- Исходный текст -
=======

Я чувствовала, что выиграла свое дело, получив заверения мистера Рузвельта в том, что отныне каждая статья подобного рода будет появляться под заголовком «Рекламный отдел».

Когда билль Пейна — Олдрича был наконец принят под грубо откровенные объяснения мистера Тафта и мистера Олдрича, с тарифом как предметом для дальнейшего изучения и писательства я покончила. Четыре года спустя последовала попытка демократов осуществить пересмотр. У меня был лишь самый поверхностный интерес. Это был все тот же старый метод. Они могли состряпать лучший билль, говорила я себе, но справедливый не появится никогда, пока тарифы устанавливаются Конгрессом, находящимся под пятой у лиц, имеющих личный интерес.

Одна вещь казалась мне ясной, и она еще яснее теперь: объединенные отрасли заградительных тарифов рыли себе могилу. Им были необходимы зарубежные рынки; но они отказывались покупать у тех, кому хотели продавать. Чего эти господа не осознавали, так это того, что подобной процедурой они фактически принуждали нации, не являющиеся по своей природе промышленными, копировать их методы, индустриализироваться. Эти нации вскоре преуспели в этом с таким искусством, что несмотря на все новые и новые повышения тарифов, иностранцы продолжали продавать дешевле нас.

Но сторонники заградительного протекционизма создавали будущего конкурента, который грозил стать сильнее внешней торговли. И это в сфере политики. Не было более ярых и беспринципных сторонников заградительных тарифов, чем определенные группы организованного труда, в первую очередь объединенные рабочие сталелитейной и железоделательной промышленности под руководством Джона Джаретта. Они не были многочисленной массой, но под лозунгом полного обеда в котелке они были способны поддержать требования работодателей. У них была масса голосов, которую ни одна политическая партия не смела презирать. Но обучая организованный труд силе политического давления, промышленники дали им в руки оружие, о котором те не подозревали — однажды оно может быть повернуто против самих промышленников.

Еще в восьмидесятые годы один из самых мудрых и здравых экономистов, которых мы породили, Дэвид А. Уэллс, сказал по сути о победе тарифных лобби: «Это революция. Потребуется еще одна революция, чтобы сокрушить лидерство, установленное ныне деловыми людьми».

=======

- Фрагмент набора данных -
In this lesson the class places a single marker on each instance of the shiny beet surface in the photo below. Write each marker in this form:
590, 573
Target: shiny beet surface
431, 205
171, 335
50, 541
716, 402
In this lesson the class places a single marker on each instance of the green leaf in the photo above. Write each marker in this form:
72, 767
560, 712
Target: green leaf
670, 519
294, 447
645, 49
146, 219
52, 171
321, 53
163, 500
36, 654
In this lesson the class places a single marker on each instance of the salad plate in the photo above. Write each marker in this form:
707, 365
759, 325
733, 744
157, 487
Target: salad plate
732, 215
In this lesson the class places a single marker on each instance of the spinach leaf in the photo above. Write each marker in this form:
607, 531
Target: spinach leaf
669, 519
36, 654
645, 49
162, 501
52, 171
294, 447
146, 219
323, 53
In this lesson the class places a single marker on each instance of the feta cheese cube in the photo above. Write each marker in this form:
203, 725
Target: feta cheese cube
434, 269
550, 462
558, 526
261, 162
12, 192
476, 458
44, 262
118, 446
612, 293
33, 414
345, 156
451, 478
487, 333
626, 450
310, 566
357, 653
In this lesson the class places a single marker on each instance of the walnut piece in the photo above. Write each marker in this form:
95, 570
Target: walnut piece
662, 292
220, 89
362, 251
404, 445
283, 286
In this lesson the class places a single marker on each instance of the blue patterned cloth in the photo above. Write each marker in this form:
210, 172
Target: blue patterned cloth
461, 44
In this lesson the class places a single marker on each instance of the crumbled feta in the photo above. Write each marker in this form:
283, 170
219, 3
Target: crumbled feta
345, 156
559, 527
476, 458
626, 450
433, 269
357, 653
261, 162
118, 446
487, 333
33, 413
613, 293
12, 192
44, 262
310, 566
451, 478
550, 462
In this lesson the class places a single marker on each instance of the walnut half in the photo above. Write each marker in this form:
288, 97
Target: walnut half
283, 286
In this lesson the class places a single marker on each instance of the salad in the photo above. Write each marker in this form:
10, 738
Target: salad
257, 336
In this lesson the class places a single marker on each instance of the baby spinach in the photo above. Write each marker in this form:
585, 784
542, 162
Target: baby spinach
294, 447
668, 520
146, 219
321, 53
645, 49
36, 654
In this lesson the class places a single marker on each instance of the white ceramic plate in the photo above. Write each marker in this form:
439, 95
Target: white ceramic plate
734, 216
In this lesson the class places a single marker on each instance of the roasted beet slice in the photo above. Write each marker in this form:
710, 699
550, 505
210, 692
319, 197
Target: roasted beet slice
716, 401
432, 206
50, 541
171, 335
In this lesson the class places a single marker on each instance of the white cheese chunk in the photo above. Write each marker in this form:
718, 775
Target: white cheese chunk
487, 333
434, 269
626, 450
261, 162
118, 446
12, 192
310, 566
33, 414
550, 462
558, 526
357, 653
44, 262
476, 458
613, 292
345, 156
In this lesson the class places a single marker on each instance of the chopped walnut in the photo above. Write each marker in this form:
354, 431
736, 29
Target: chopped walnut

=======

- Выполните задания -
(1) Продублируйте фрагмент текста о тарифах, который открывается словами «Когда билль Пейна» и завершается словами «имеющих личный интерес.».
(2) Пожалуйста, отфильтруйте список и выпишите каждую строку, где встречается слово «patterned».

- Ответы к заданиям -
(1)
Когда билль Пейна — Олдрича был наконец принят под грубо откровенные объяснения мистера Тафта и мистера Олдрича, с тарифом как предметом для дальнейшего изучения и писательства я покончила. Четыре года спустя последовала попытка демократов осуществить пересмотр. У меня был лишь самый поверхностный интерес. Это был все тот же старый метод. Они могли состряпать лучший билль, говорила я себе, но справедливый не появится никогда, пока тарифы устанавливаются Конгрессом, находящимся под пятой у лиц, имеющих личный интерес.

(2)
In this lesson the class places a single marker on each instance of the blue patterned cloth in the photo above. Write each marker in this form:
Target: blue patterned cloth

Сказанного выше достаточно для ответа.